- **Aim of the exercise**: Copy all of the material exactly. Pictures are not to appear in the copy.

- **Entries provided**:

** Start **

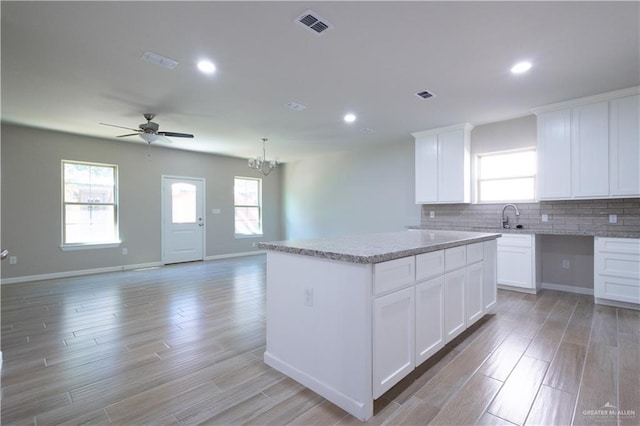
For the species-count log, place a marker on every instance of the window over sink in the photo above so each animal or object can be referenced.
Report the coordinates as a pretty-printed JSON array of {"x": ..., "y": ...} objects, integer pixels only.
[{"x": 506, "y": 176}]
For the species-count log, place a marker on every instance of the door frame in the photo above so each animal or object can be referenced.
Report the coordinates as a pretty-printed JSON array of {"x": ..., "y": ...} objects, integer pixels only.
[{"x": 163, "y": 213}]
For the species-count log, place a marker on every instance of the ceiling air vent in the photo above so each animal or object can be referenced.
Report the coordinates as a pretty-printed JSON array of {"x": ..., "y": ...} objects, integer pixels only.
[
  {"x": 159, "y": 60},
  {"x": 424, "y": 94},
  {"x": 311, "y": 20}
]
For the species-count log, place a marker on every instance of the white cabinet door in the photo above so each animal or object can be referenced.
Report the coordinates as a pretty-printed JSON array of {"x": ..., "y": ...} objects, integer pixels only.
[
  {"x": 489, "y": 294},
  {"x": 554, "y": 155},
  {"x": 427, "y": 169},
  {"x": 454, "y": 298},
  {"x": 474, "y": 308},
  {"x": 429, "y": 318},
  {"x": 624, "y": 147},
  {"x": 590, "y": 150},
  {"x": 515, "y": 263},
  {"x": 453, "y": 168},
  {"x": 443, "y": 165},
  {"x": 515, "y": 267},
  {"x": 393, "y": 339}
]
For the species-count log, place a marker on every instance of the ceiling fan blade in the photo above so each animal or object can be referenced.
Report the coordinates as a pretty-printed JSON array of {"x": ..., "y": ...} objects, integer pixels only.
[
  {"x": 120, "y": 127},
  {"x": 176, "y": 135}
]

** End **

- **Full answer**:
For the species-count log, place a marker on every instance of the window over sink in the photo above so each animal or object can be referenced.
Report the coordinates as a pretty-printed JSON array of {"x": ..., "y": ...} objects, integer pixels only.
[{"x": 506, "y": 176}]
For the species-count log, place a marker on every instance of the door frame in the photo above so each animal or object can be referenced.
Report the coordinates as a pretty-printed JSON array of {"x": ..., "y": ...} objects, integer pixels only.
[{"x": 163, "y": 213}]
For the species-count log, place a marker on every instance of the ceiling air vent in the photo above so each animal or object can be referenced.
Report the coordinates as a pretty-printed JSON array of {"x": ..., "y": ...} objects, integer pixels only.
[
  {"x": 159, "y": 60},
  {"x": 424, "y": 94},
  {"x": 311, "y": 20}
]
For the species-count log, place a marker on every instance of the white cabinet door in the photo above so each animal or object can be referenced.
Report the coordinates as a pretty-printed JSON array of {"x": ..., "y": ...} objects, integer pixels only.
[
  {"x": 489, "y": 294},
  {"x": 554, "y": 155},
  {"x": 427, "y": 169},
  {"x": 454, "y": 298},
  {"x": 474, "y": 308},
  {"x": 429, "y": 318},
  {"x": 624, "y": 147},
  {"x": 590, "y": 150},
  {"x": 515, "y": 263},
  {"x": 453, "y": 168},
  {"x": 443, "y": 165},
  {"x": 515, "y": 267},
  {"x": 393, "y": 339}
]
For the species-count log, place a marker on every instance of the ceiling fan blade in the photo above so each animal or object can be referenced.
Report the coordinates as a pretty-printed JSON array of {"x": ..., "y": ...} objects, integer pixels only.
[
  {"x": 120, "y": 127},
  {"x": 176, "y": 135}
]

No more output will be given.